[Excerpt from a dataset]
● ● ● ● ● ● ●

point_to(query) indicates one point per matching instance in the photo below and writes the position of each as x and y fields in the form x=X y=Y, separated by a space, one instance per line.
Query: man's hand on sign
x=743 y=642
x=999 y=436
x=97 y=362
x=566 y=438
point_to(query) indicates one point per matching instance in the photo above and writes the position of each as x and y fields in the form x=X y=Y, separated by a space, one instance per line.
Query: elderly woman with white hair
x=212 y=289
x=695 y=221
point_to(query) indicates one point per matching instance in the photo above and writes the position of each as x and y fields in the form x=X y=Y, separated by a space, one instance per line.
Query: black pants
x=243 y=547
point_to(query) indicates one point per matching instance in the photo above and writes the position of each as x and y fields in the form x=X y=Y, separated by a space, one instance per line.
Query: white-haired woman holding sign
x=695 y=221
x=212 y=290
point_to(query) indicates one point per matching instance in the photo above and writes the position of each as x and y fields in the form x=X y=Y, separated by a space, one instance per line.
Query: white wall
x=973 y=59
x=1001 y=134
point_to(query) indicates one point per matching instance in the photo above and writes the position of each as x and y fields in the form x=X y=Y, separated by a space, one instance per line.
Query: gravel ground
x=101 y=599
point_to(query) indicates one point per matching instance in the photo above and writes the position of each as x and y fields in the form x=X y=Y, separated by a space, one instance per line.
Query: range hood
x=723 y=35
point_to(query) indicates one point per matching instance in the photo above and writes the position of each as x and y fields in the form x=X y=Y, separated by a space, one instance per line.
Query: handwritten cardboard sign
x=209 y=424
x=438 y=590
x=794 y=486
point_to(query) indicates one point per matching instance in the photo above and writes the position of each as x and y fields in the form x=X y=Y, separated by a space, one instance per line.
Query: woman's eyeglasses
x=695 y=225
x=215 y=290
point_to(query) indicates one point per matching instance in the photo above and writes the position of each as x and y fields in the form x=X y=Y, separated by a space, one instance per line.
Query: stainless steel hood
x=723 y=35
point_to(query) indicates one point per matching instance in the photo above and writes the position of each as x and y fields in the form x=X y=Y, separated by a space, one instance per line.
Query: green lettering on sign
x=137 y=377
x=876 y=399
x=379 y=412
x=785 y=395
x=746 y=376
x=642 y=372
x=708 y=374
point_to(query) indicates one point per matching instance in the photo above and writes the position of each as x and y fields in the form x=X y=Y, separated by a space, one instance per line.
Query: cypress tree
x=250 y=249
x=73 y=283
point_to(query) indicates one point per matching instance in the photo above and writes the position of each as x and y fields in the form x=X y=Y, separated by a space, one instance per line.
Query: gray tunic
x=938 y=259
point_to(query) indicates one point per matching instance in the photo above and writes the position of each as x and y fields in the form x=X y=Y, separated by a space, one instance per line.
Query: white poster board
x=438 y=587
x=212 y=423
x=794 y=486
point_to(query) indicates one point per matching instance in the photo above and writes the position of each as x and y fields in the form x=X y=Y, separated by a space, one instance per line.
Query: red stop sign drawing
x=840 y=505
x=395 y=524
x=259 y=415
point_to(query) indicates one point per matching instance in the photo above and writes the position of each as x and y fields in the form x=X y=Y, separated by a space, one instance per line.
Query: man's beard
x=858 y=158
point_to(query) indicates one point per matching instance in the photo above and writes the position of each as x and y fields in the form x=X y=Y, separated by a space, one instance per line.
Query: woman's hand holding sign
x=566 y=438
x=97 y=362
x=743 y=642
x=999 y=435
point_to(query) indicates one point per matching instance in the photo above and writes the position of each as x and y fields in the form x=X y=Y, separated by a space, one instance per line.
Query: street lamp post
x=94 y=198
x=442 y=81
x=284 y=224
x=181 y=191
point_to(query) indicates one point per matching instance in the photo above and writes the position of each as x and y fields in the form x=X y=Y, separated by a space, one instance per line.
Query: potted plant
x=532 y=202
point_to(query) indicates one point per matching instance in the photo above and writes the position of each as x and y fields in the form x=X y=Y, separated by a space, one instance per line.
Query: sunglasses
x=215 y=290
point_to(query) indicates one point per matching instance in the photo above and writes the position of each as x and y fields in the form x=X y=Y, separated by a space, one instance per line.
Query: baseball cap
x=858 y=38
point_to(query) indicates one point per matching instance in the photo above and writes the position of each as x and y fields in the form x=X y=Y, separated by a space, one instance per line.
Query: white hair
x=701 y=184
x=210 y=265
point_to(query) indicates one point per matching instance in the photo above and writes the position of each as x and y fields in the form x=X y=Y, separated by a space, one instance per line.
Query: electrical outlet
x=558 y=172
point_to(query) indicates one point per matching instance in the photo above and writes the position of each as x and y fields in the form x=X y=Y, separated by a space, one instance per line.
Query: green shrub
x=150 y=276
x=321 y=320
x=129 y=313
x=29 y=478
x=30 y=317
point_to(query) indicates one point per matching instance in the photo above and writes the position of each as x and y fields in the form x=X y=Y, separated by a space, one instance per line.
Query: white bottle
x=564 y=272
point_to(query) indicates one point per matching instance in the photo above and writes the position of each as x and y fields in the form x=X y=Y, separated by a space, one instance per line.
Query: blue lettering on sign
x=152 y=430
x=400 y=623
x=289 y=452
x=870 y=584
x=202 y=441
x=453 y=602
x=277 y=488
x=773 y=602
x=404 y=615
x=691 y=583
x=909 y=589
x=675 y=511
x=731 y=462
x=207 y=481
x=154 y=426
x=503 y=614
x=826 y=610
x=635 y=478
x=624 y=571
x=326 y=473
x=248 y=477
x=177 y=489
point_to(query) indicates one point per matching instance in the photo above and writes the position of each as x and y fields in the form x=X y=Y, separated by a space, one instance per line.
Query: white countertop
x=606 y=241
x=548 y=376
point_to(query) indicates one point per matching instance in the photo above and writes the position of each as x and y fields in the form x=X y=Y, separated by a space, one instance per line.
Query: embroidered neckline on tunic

● ● ● ● ● ● ●

Stated problem =
Copy out each record from above, exactly.

Final answer =
point_to(query) indicates one point per matching instance in the photo below and writes the position of each as x and y fields in the form x=X y=Y, separated by a space, one instance per line.
Query: man's hand on sign
x=743 y=642
x=999 y=436
x=97 y=362
x=566 y=438
point_to(query) indicates one point per matching instance in the photo above and writes the position of each as x and y fields in the form x=X y=Y, separated by a space, one instance per line.
Query: elderly woman with white hair
x=212 y=289
x=695 y=221
point_to(query) indicates one point per matching instance in the photo above and writes the position of each as x and y fields in the form x=X y=Y, separated by a space, one instance per line.
Query: black pants
x=243 y=547
point_to(query) indicates one point per matching instance in the photo above and writes the position of each as x and y fields in the form x=X y=Y, separated by a space, one instance per line.
Query: white-haired woman holding sign
x=695 y=221
x=212 y=290
point_to(query) indicates one point per matching instance in the photo above and writes the position of each as x and y fields in the form x=X y=Y, separated by a space, one instance per line.
Query: white wall
x=973 y=59
x=1001 y=134
point_to(query) indicates one point per matching instance in the photo above and writes the position of each as x and y fields in the form x=X y=Y, separated by a space, one instance per line.
Query: gravel ground
x=101 y=599
point_to(query) indicates one point per matching instance in the photo above and writes the position of each as x and y fields in the form x=X y=Y, separated by a space, one instance per line.
Query: range hood
x=723 y=35
point_to(query) indicates one point per matching instance in the photo above and writes the position of each as x and y fields in the form x=X y=Y, separated by a space, one instance per line.
Query: handwritten cardboard sign
x=209 y=424
x=438 y=590
x=794 y=486
point_to(query) indicates one point per matching instance in the photo above and writes the position of each as x and y fields in the form x=X y=Y, separated by a space, one instance per line.
Query: woman's eyeglasses
x=695 y=225
x=215 y=290
point_to(query) indicates one point per matching instance in the photo above and writes the position of each as x and y fields in the form x=X y=Y, separated by a space, one instance per line.
Query: stainless steel hood
x=723 y=35
point_to(query) indicates one point per matching instance in the photo above and writes the position of each as x and y fields in the form x=X y=Y, separated by a space, one instance per line.
Query: green lettering on sign
x=137 y=377
x=876 y=399
x=379 y=412
x=785 y=395
x=746 y=376
x=642 y=372
x=708 y=374
point_to(query) indicates one point per matching instance in the photo above and writes the position of each as x and y fields in the form x=X y=Y, separated by a space, one instance per line.
Query: cypress tree
x=250 y=249
x=73 y=283
point_to(query) indicates one point per matching instance in the photo above and writes the position of each as x and y fields in the form x=X y=Y, separated by a space, one instance per line.
Query: gray tunic
x=938 y=259
point_to(query) indicates one point per matching instance in the photo above and writes the position of each as x and y fields in the form x=X y=Y, separated by a space, one instance per line.
Query: white poster board
x=438 y=587
x=212 y=423
x=794 y=486
point_to(query) indicates one point per matching instance in the photo above and writes the position of each as x and y fields in the form x=X y=Y, separated by a space, one instance per line.
Query: red stop sign drawing
x=840 y=505
x=395 y=524
x=259 y=415
point_to(query) indicates one point per matching instance in the photo above and writes the position of each as x and y fields in the form x=X y=Y, separated by a space, one instance per line.
Query: man's beard
x=858 y=158
point_to(query) indicates one point per matching instance in the photo above and writes the position of each as x and y fields in the form x=X y=Y, separated by a space, one instance per line.
Query: woman's hand holding sign
x=566 y=438
x=97 y=362
x=743 y=642
x=999 y=435
point_to(query) indicates one point per matching instance in the photo above and writes the position of each as x and y fields in the form x=X y=Y, separated by a space, one instance per line.
Query: street lamp post
x=94 y=198
x=442 y=81
x=284 y=224
x=181 y=191
point_to(query) indicates one point per matching instance in the photo above and writes the position of each as x and y fields in the form x=X y=Y, separated by a space, one instance per line.
Query: potted plant
x=532 y=202
point_to(query) indicates one point per matching instance in the photo above and writes the position of each as x and y fields in the form x=X y=Y, separated by a space, one instance per line.
Query: sunglasses
x=215 y=290
point_to(query) indicates one point per matching instance in the photo above and writes the position of each as x and y fields in the form x=X y=Y, separated by a space, one instance per line.
Query: baseball cap
x=858 y=38
point_to(query) indicates one point per matching instance in the photo above and writes the position of each as x and y fields in the form x=X y=Y, separated by a space, one instance per line.
Query: white hair
x=701 y=184
x=210 y=265
point_to(query) indicates one point per matching instance in the photo above and writes the position of each as x and y fields in the form x=X y=Y, separated by a space, one instance per line.
Query: electrical outlet
x=558 y=172
point_to(query) indicates one point per matching instance in the photo above and writes the position of each as x and y fields in the form x=X y=Y, separated by a space, one instance per line.
Query: green shrub
x=150 y=276
x=321 y=320
x=129 y=313
x=29 y=478
x=30 y=317
point_to(query) indicates one point per matching instance in the photo above and writes the position of each as x and y fields in the form x=X y=Y, separated by a space, one instance per line.
Query: white bottle
x=564 y=272
point_to(query) indicates one point per matching instance in the photo above and writes the position of each as x and y fields in the form x=X y=Y, separated by a space, one instance per line.
Query: blue lettering on sign
x=152 y=430
x=400 y=623
x=289 y=452
x=870 y=584
x=202 y=441
x=453 y=602
x=277 y=488
x=773 y=602
x=404 y=615
x=691 y=583
x=909 y=589
x=675 y=511
x=731 y=462
x=207 y=481
x=154 y=426
x=503 y=614
x=826 y=610
x=635 y=478
x=624 y=571
x=326 y=473
x=248 y=477
x=177 y=489
point_to(query) indicates one point per matching instance in the photo above and writes the position of each as x and y fields in the form x=X y=Y, separated by a space, one instance per line.
Query: white countertop
x=606 y=241
x=548 y=376
point_to(query) indicates one point per matching instance in the photo above and writes the position of each as x and y fields in the form x=X y=Y, separated by a space, one instance per line.
Query: embroidered neckline on tunic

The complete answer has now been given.